Short problem -> Reproduce the Haskell-cafe mailing list message below in full, word for word, from its subject line through the last quoted line.

Given passage ->
☆ ☆ ☆ ☆ ☆

[Haskell-cafe] Haskell Weekly News: March 12, 2007
sdowney at gmail.com
Tue Mar 13 21:03:16 EDT 2007
One of my editors at somepoint, told me that he had asked his lawyers
about this (i.e. don't think this is anything like real legal advice),
and the answer was 'If you publish an article and advise someone that
the way to do something is X, no judge will be happy if you sue them
for taking your advice. '
So my editors advice was, if you want to keep it a secret, don't publish.
My take, if the code isn't published, it's advertising, not research.
On 3/13/07, Donald Bruce Stewart <dons at cse.unsw.edu.au> wrote:
> > Quoth Conrad Parker, nevermore,
> > >
> > > Besides, <tshirt>If it's not open source, it's not computer
> > > science</tshirt>. Science demands repeatable results, computer science
> > > demands literate programming. The solution is not to shy away from
> > > including code, or else the IP lawyers have won, science is banned and
> > > we get plunged into another Dark Age.
> > I'm glad some people agree. I've been reading the reddit comments for
> > that blog post with a mixture of car-crash fascination and horror, where
> > the prevailing opinions are a mixture of:
> > * computer scientists can't program, duh!

☆ ☆ ☆ ☆ ☆

Supplied material ->
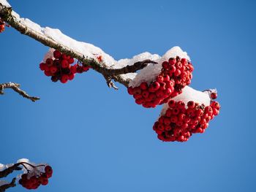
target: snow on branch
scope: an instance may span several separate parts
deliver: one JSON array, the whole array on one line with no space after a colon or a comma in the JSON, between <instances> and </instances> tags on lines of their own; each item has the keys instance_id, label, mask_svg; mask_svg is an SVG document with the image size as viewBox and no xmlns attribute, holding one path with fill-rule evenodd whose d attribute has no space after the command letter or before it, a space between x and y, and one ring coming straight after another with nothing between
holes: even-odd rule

☆ ☆ ☆ ☆ ☆

Response ->
[Haskell-cafe] Haskell Weekly News: March 12, 2007
sdowney at gmail.com
Tue Mar 13 21:03:16 EDT 2007
One of my editors at somepoint, told me that he had asked his lawyers
about this (i.e. don't think this is anything like real legal advice),
and the answer was 'If you publish an article and advise someone that
the way to do something is X, no judge will be happy if you sue them
for taking your advice. '
So my editors advice was, if you want to keep it a secret, don't publish.
My take, if the code isn't published, it's advertising, not research.
On 3/13/07, Donald Bruce Stewart <dons at cse.unsw.edu.au> wrote:
> > Quoth Conrad Parker, nevermore,
> > >
> > > Besides, <tshirt>If it's not open source, it's not computer
> > > science</tshirt>. Science demands repeatable results, computer science
> > > demands literate programming. The solution is not to shy away from
> > > including code, or else the IP lawyers have won, science is banned and
> > > we get plunged into another Dark Age.
> > I'm glad some people agree. I've been reading the reddit comments for
> > that blog post with a mixture of car-crash fascination and horror, where
> > the prevailing opinions are a mixture of:
> > * computer scientists can't program, duh!